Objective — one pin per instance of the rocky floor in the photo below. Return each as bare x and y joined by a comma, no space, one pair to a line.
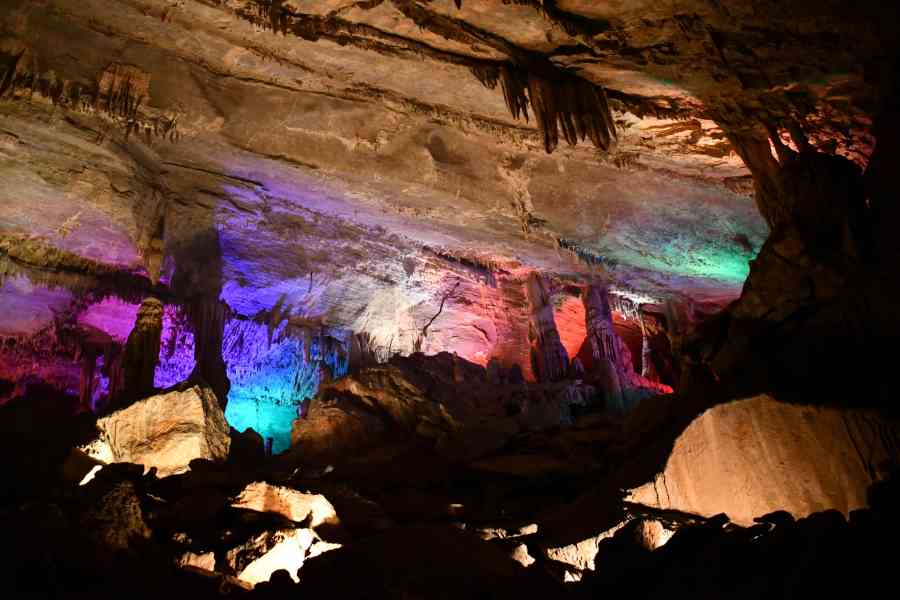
521,511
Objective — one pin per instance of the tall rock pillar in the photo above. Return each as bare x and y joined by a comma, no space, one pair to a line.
134,372
600,332
549,358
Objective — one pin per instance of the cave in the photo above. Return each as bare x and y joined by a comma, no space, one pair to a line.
448,298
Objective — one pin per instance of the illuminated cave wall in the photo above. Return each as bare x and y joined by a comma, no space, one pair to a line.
273,372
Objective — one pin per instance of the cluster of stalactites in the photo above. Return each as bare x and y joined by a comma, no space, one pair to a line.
114,95
550,360
561,103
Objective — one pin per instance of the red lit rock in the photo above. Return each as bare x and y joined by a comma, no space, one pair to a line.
752,457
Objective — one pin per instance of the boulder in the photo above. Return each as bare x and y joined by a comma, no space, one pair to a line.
291,504
165,431
758,455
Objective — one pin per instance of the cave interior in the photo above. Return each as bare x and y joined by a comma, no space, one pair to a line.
440,299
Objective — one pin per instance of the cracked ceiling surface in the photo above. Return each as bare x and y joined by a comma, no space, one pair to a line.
345,160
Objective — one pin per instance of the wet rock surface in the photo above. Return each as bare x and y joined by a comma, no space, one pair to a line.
362,217
165,432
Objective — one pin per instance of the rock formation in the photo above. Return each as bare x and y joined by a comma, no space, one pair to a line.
549,357
755,456
166,431
141,355
296,290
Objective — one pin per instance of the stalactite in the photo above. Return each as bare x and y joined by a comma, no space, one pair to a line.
550,360
602,336
560,102
141,353
86,381
585,255
208,316
648,369
114,95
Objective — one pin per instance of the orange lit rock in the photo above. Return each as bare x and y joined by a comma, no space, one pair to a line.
166,431
755,456
291,504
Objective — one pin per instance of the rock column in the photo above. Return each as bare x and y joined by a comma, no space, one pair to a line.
598,321
141,354
548,356
648,370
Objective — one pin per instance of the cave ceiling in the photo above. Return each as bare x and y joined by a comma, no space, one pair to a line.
349,162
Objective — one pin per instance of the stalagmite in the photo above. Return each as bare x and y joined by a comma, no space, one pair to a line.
598,321
548,355
208,317
138,362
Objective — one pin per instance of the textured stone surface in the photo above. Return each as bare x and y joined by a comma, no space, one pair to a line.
167,431
291,504
751,457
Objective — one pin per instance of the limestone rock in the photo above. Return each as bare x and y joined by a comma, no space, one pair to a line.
166,431
114,520
291,504
755,456
205,560
262,555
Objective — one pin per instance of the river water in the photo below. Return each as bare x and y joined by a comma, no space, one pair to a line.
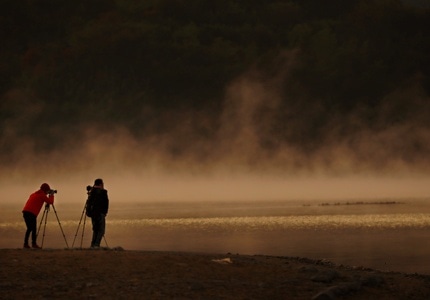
384,234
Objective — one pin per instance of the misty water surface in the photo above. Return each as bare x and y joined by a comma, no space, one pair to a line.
382,234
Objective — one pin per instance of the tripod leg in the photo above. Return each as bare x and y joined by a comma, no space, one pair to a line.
59,223
40,224
105,241
46,220
79,225
83,230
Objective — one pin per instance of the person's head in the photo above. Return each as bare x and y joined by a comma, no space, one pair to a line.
45,188
98,182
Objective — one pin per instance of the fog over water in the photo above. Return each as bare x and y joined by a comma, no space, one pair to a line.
243,188
244,160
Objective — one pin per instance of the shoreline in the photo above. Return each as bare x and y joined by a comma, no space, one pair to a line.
115,273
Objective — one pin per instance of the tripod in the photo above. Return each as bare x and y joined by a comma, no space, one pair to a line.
84,216
45,217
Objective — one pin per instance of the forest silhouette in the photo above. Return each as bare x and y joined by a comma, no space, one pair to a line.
304,75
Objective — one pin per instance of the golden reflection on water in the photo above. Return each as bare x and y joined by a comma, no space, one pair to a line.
320,222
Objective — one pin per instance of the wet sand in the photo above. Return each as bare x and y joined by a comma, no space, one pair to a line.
121,274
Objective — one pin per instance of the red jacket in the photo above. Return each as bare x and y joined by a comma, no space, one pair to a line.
36,200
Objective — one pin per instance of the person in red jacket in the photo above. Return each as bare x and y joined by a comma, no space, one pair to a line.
31,211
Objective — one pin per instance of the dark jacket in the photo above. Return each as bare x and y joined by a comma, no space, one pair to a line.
98,202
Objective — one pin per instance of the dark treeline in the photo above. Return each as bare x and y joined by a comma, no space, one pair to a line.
141,64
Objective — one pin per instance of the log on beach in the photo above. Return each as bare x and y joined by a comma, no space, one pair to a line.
119,274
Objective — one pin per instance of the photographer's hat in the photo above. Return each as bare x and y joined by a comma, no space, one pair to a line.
45,187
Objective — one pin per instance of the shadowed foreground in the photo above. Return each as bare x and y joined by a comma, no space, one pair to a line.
119,274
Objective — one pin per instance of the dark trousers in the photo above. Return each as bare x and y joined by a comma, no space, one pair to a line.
31,223
99,226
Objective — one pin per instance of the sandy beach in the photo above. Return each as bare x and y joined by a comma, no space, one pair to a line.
120,274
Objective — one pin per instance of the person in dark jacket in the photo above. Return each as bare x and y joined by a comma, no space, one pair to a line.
97,208
31,211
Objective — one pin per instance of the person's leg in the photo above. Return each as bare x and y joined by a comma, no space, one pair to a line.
101,230
30,222
94,221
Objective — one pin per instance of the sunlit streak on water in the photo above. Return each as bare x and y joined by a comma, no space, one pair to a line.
270,223
323,222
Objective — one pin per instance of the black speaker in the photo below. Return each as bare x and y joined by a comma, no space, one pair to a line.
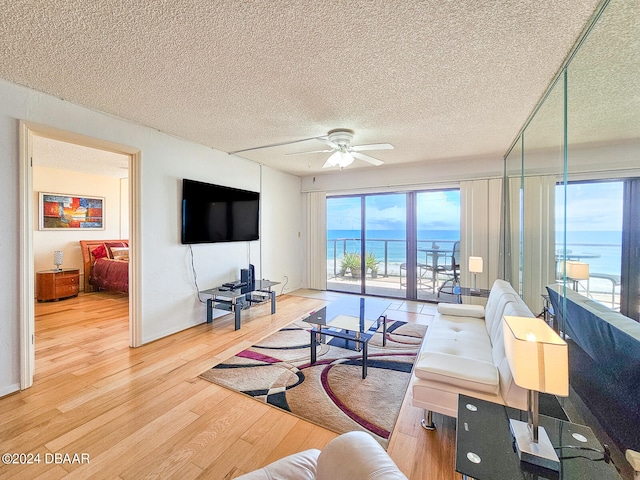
247,275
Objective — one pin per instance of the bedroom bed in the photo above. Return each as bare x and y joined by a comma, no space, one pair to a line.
106,265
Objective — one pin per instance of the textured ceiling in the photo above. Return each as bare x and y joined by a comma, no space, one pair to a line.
68,156
437,79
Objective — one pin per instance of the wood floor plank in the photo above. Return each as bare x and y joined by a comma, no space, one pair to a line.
144,413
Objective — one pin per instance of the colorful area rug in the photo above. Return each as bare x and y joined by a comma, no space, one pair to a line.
330,393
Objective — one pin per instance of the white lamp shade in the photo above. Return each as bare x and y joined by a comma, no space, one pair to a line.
577,270
475,264
537,356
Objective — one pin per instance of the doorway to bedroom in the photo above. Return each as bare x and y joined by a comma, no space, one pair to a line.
76,190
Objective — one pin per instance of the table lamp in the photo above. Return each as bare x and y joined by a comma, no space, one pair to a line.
57,260
577,271
538,359
475,267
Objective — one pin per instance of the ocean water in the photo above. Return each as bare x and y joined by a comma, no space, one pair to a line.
600,249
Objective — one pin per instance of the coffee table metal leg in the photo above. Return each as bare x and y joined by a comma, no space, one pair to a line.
238,312
364,360
209,310
313,346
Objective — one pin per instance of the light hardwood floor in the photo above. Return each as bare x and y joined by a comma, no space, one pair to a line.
144,413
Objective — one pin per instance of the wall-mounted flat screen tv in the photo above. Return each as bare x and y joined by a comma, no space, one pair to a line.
213,213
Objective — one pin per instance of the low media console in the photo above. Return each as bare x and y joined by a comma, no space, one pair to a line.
236,296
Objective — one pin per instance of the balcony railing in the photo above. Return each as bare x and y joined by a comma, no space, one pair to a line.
389,253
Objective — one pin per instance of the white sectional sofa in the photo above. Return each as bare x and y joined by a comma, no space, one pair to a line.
351,456
463,353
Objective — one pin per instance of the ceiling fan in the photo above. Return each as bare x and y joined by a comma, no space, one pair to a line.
342,152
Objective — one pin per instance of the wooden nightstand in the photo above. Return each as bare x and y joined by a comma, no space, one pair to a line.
54,285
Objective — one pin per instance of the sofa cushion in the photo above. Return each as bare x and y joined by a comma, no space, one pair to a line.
461,310
355,456
464,372
302,465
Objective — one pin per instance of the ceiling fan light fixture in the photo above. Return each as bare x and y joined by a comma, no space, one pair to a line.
340,159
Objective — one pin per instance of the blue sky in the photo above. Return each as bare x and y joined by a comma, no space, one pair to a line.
438,210
595,206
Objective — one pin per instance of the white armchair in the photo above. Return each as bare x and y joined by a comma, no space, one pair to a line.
351,456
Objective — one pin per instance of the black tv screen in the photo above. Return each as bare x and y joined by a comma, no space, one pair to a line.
213,213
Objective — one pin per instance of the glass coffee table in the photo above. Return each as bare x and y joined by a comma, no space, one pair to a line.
351,319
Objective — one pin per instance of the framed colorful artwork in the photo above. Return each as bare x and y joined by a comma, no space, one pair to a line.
70,212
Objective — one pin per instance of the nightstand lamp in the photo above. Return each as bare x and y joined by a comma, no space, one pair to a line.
57,260
475,267
538,359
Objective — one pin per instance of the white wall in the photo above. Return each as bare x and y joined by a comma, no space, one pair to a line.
169,300
281,217
52,180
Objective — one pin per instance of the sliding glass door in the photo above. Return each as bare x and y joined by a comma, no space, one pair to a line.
403,245
344,244
438,243
386,244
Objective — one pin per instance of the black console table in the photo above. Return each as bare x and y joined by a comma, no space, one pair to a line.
236,299
484,446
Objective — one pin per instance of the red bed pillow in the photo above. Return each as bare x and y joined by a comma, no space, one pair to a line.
99,252
111,245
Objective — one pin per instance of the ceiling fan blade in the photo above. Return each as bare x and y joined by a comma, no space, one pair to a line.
372,146
328,163
335,146
367,158
313,151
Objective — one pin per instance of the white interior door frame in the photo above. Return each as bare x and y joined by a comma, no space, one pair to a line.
27,275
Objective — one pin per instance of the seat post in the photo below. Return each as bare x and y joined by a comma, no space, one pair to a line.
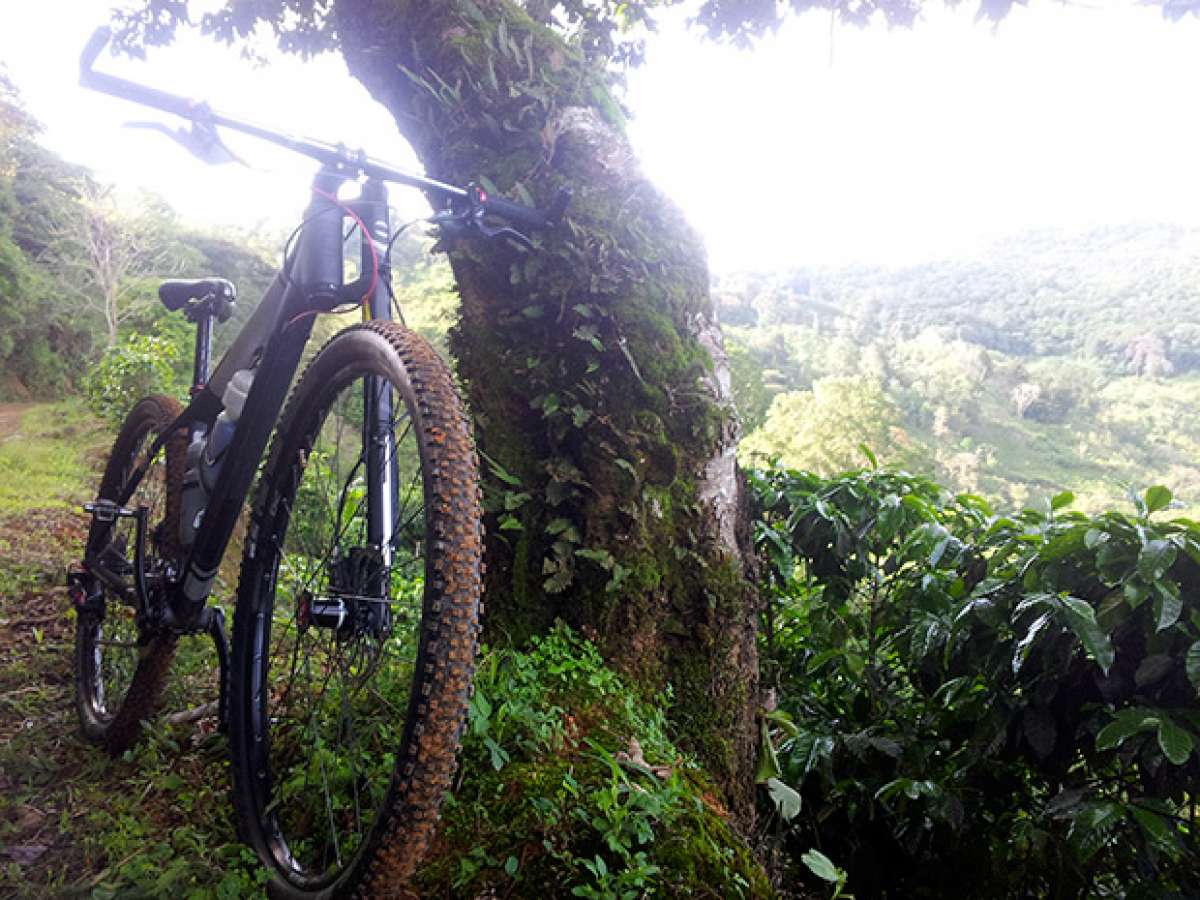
203,354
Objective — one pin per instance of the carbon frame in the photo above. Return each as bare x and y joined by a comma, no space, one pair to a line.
273,342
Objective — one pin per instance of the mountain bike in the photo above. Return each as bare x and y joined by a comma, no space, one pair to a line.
358,603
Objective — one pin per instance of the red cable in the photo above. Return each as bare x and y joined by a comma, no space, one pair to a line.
366,237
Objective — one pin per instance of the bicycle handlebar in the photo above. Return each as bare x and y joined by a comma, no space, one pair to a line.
337,156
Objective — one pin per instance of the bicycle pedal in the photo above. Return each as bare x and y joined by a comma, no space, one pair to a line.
84,594
107,511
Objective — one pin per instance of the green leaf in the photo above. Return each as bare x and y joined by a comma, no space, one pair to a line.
1090,829
1127,724
1175,743
1081,619
1157,497
1156,557
1021,652
1168,605
1156,828
786,801
1061,501
1192,665
822,867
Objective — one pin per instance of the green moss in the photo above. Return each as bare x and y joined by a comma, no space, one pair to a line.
552,781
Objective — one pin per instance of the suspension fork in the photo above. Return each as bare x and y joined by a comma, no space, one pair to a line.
379,400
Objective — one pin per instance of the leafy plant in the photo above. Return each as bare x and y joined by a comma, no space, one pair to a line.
982,703
137,366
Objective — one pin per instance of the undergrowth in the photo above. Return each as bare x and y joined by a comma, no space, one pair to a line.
573,787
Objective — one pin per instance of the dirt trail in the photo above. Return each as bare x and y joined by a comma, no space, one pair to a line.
10,418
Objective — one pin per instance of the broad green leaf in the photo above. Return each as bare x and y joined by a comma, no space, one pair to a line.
1091,827
1175,743
1157,497
1021,652
1168,605
1156,557
1157,829
1127,724
1192,665
786,799
1062,499
821,865
1081,619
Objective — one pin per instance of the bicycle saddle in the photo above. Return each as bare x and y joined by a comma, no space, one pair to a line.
198,297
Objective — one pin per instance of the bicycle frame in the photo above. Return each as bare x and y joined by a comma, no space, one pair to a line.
273,342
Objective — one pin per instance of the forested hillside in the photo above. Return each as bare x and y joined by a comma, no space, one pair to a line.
1050,360
79,264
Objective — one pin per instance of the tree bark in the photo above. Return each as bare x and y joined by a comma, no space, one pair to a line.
594,367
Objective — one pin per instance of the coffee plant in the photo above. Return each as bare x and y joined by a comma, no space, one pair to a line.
981,705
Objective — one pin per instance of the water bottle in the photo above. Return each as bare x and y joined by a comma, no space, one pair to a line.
233,400
205,453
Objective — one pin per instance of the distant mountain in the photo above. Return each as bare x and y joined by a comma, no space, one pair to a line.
1054,360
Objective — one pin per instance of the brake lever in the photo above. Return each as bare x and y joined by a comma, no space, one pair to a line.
466,226
507,232
202,139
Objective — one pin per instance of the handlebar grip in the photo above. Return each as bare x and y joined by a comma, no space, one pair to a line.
117,87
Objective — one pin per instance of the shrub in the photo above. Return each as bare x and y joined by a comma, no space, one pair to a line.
571,787
978,705
137,366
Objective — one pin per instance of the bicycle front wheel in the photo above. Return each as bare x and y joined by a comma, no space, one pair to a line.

# # # # # # #

## Task directions
All lines from the one containing "Objective — one pin per instance of the tree" through the final line of the listing above are to be reproduced exactly; include both and add nothing.

## The output
Objective — one pin per instance of the tree bark in the photo above. Return each as bare x and y joined by a comma, no space, one pair to a line.
594,367
Objective — one pin per instance of the coffee plant in the photo above. Return each as bare x and y joined by a comma, no space, one pair to a line.
981,705
Objective — one pin per instance of the water bottle in the photo above. Return each as bare x and y joined by a comma, no space, one pair to a line.
233,400
205,453
Objective — one pin per instance of the distant mountain in the photo above. Return each as bare x and y joined by a comma, no space, one pair to a line.
1054,360
Objective — one pin per instance of the brake lever in the photo above. Return each as bare x and y joined by a comma, no space, one pair to a line.
466,226
507,232
202,139
Objective — one pin per instance of the handlebar grip in the photo above. Return each as bare x and y joined by a comma, no space, one pair to a line.
117,87
Objective — one pin per instance of the shrub in the photo above. Return each as bare x and y joined by a comma, no space, one pair to a line.
571,787
978,705
137,366
Objective — one pin per instance of the bicycle front wheel in the photo above. Return each as bare x and y joined by a comma, no space, one pair to a line.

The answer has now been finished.